## START Dataset records

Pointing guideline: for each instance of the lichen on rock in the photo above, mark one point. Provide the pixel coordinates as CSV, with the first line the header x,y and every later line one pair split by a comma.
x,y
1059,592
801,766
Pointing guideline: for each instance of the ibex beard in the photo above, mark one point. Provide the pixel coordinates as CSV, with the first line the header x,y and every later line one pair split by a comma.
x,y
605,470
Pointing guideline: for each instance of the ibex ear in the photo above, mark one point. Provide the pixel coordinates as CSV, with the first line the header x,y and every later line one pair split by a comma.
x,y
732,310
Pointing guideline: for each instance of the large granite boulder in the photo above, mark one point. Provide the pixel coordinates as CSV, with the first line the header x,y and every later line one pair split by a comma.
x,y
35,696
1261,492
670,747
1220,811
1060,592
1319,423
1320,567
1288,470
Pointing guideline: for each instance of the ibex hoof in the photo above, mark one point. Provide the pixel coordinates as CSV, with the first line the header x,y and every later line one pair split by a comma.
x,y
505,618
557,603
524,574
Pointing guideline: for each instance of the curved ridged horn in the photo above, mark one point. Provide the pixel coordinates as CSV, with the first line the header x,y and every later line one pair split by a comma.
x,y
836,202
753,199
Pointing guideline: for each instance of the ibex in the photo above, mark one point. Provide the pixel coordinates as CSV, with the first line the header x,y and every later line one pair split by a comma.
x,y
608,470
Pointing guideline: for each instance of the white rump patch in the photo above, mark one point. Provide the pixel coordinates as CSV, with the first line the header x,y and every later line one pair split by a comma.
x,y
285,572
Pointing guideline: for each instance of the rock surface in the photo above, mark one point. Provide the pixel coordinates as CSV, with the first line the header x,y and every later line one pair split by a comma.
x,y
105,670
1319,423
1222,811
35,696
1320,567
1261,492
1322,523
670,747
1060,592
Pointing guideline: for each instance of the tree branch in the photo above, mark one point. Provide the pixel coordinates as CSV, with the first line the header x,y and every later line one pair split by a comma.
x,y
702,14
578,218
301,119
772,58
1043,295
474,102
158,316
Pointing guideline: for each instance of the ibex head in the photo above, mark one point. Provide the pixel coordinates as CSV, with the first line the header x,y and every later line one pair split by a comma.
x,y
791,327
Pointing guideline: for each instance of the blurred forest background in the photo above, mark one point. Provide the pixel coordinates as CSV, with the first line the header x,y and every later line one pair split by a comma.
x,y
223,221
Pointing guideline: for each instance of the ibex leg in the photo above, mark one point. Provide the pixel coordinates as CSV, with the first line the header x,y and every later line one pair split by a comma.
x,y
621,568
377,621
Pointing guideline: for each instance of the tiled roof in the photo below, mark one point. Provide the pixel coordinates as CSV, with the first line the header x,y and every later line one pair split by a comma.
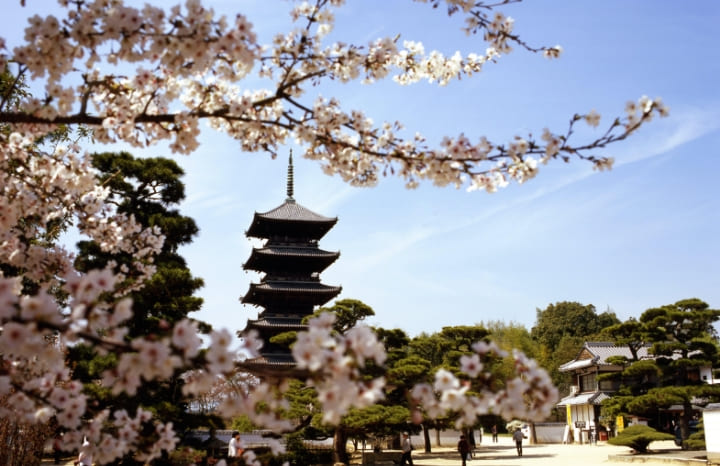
x,y
282,323
594,398
596,353
291,210
294,251
603,350
288,286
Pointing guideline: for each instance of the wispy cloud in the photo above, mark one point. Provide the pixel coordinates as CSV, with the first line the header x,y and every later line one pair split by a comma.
x,y
685,127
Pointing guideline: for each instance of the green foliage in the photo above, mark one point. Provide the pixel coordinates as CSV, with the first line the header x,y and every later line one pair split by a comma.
x,y
638,437
569,318
148,189
243,424
561,329
297,454
696,441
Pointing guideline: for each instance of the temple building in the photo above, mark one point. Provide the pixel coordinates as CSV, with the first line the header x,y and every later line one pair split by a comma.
x,y
291,262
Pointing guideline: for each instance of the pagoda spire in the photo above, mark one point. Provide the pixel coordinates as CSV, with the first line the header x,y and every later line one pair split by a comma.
x,y
290,183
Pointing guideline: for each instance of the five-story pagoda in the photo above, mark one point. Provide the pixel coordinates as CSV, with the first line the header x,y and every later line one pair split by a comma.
x,y
291,262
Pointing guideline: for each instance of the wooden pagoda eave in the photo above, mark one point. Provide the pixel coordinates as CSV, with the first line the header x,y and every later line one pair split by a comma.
x,y
290,259
299,292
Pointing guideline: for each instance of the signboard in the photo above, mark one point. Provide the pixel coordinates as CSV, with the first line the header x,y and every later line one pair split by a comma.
x,y
620,423
568,412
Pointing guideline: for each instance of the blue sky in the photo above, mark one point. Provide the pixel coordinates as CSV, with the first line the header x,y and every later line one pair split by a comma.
x,y
642,235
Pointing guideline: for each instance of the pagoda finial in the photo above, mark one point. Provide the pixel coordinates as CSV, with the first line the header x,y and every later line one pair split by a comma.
x,y
290,189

## END Dataset records

Repeat exactly, and only, the lines from the one containing "Pointing guideline: for each instance of the blue" through the end of the material.

### Task response
Pointing guideline: for each instance of the blue sky in the photo above, mark one point. Provide the pixel coordinates as CSV, with the first line the header x,y and every later line one pair split by a comma.
x,y
642,235
Pointing guideline: for each instance of the pagoda finial in the photo above, mark one point. Provide the pixel coordinates as CSV, with the first line the header x,y and every later line one pair split by a comma.
x,y
290,189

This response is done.